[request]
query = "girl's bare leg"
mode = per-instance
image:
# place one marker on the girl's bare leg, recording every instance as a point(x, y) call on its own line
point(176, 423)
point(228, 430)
+-------+
### WHAT YOU SHOULD DO
Word for word, restate all of the entries.

### TASK SOLUTION
[request]
query = "girl's bare leg"
mode = per-instance
image:
# place one marker on the girl's bare leg, recording every instance as a point(x, y) call on its own line
point(176, 423)
point(228, 430)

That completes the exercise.